*Document extract:*
** begin **
They get a lot of character out of him.
He's got a cool sort of different kind of voice.
Like you know robot squeaky
bloopy bloop voice. Done by quote unquote
consultants Bill Hader and
Ben Schwartz. But he has
like little gadgets pop out but it never goes into
R2. He's got a little shocker.
He's got a little blowtorch.
It's nothing much.
It's a great moment
where Finn gives him a thumbs up
and then BB-8 shoots out
his blowtorch
to approximate a thumbs up.
Great.
Best moment in the history of cinema.
He's got these little
sort of wires
that he can shoot out
to kind of climb stuff.
Yeah, he's great.
Pretty cool.
He's a great guy.
He's great.
Love him.
Love him.
His scenes with Rey are great.
Great.
They have a great chemistry.
So, Rey...
What was I going to say about the BB-8 thing?
Rey captures BB-8, gets the rations, turns it down.
These are two characters who, when faced with a decision
where they could have selfish gain,
choose to do the more human thing.
Their morality is strong.
She doesn't sell BB-8.
She's there.
These people are sort of asking,
you know, like,
he goes like,
find the droid,
get it no matter what.
Yeah.
Okay, so Finn has now come into Jakku.
Our two heroes are in the same area.
That is the sort of happenstance plotting
that we've talked about, right?
Yeah.
The coincidence-y toy story,
original trilogy thing.
** end **
*Supplied data:*
** begin **
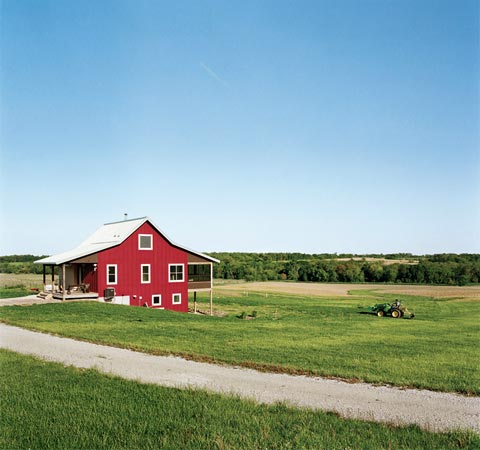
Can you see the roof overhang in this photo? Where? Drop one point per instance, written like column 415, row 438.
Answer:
column 110, row 235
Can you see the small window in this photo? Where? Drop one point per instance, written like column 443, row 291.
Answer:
column 145, row 273
column 111, row 274
column 145, row 242
column 176, row 272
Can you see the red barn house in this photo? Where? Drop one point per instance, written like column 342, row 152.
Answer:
column 131, row 262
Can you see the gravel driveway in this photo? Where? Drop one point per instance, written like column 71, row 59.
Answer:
column 433, row 411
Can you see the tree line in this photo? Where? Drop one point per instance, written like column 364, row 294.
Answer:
column 449, row 269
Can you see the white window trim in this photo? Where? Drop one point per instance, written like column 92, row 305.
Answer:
column 183, row 273
column 151, row 242
column 116, row 275
column 149, row 274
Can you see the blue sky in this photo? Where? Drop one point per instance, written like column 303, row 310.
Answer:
column 311, row 126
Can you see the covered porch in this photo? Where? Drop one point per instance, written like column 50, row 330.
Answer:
column 76, row 279
column 200, row 278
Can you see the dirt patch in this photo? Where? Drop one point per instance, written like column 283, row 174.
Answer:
column 339, row 290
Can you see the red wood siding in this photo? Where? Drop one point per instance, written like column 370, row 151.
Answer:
column 90, row 277
column 129, row 260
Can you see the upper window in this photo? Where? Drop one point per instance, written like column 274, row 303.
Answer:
column 145, row 242
column 111, row 274
column 176, row 272
column 145, row 273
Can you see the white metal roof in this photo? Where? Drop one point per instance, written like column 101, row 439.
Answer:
column 108, row 236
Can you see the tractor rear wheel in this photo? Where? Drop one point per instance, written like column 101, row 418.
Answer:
column 396, row 313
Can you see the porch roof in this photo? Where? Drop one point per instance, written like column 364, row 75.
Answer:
column 108, row 236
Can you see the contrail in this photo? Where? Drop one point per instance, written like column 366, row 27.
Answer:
column 213, row 74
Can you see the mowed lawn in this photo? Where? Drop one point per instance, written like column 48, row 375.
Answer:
column 438, row 349
column 47, row 406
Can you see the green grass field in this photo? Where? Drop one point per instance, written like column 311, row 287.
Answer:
column 47, row 406
column 15, row 291
column 321, row 336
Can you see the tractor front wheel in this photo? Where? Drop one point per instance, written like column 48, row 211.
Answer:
column 396, row 313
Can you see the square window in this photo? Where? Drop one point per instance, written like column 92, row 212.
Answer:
column 145, row 242
column 176, row 272
column 145, row 273
column 111, row 274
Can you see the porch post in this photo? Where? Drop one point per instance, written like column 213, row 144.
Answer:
column 211, row 289
column 63, row 282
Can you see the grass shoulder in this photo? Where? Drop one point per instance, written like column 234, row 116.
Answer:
column 292, row 334
column 90, row 410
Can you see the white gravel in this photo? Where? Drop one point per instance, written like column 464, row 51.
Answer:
column 434, row 411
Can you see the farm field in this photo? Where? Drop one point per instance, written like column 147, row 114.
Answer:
column 343, row 289
column 28, row 280
column 94, row 411
column 327, row 336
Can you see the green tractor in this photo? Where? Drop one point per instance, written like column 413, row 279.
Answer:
column 395, row 310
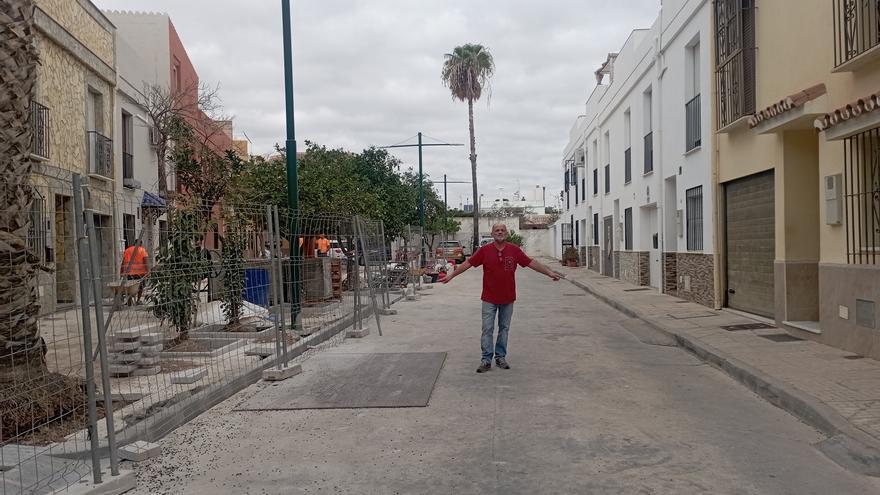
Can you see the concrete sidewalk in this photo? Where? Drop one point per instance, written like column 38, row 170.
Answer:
column 830, row 389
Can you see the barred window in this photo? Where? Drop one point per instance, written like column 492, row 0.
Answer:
column 694, row 205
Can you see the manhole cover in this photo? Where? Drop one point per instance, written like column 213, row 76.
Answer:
column 781, row 337
column 746, row 326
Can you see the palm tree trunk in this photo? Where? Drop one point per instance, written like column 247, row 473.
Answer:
column 474, row 175
column 21, row 351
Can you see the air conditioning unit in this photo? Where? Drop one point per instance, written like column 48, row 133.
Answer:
column 155, row 136
column 834, row 199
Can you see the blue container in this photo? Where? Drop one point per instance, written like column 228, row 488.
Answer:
column 256, row 286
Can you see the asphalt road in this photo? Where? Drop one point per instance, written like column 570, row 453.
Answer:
column 594, row 403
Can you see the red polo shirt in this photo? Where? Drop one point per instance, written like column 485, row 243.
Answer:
column 499, row 266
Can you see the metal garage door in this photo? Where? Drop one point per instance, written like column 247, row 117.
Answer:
column 751, row 247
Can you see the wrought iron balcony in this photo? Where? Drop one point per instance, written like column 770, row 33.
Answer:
column 39, row 120
column 100, row 154
column 693, row 133
column 856, row 28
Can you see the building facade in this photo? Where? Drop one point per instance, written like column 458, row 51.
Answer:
column 798, row 142
column 73, row 121
column 637, row 198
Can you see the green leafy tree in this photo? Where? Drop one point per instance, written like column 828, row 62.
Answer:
column 232, row 266
column 179, row 269
column 466, row 71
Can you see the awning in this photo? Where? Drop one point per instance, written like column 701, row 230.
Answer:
column 152, row 201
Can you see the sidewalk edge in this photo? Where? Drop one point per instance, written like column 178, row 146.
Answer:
column 864, row 452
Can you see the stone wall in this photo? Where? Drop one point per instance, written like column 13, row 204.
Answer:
column 695, row 277
column 634, row 267
column 594, row 254
column 86, row 23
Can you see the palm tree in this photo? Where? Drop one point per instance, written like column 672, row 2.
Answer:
column 21, row 353
column 465, row 72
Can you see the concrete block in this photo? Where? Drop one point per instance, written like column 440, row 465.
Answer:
column 148, row 361
column 151, row 338
column 151, row 350
column 121, row 369
column 139, row 451
column 189, row 376
column 274, row 374
column 124, row 346
column 147, row 371
column 125, row 357
column 357, row 334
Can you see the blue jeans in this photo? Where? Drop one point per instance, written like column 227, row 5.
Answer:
column 505, row 312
** end **
*Work instructions:* For each statement below, say yes or no to whether it agrees with the BB-8 transcript, and quote the transcript words that decide it. (a) BB-8 has a blowtorch. (b) Rey sells BB-8 for the rations. (c) BB-8's voice was done by Bill Hader and Ben Schwartz.

*Response:*
(a) Yes: "He's got a little blowtorch."
(b) No: "She doesn't sell BB-8."
(c) Yes: "Done by quote unquote consultants Bill Hader and Ben Schwartz."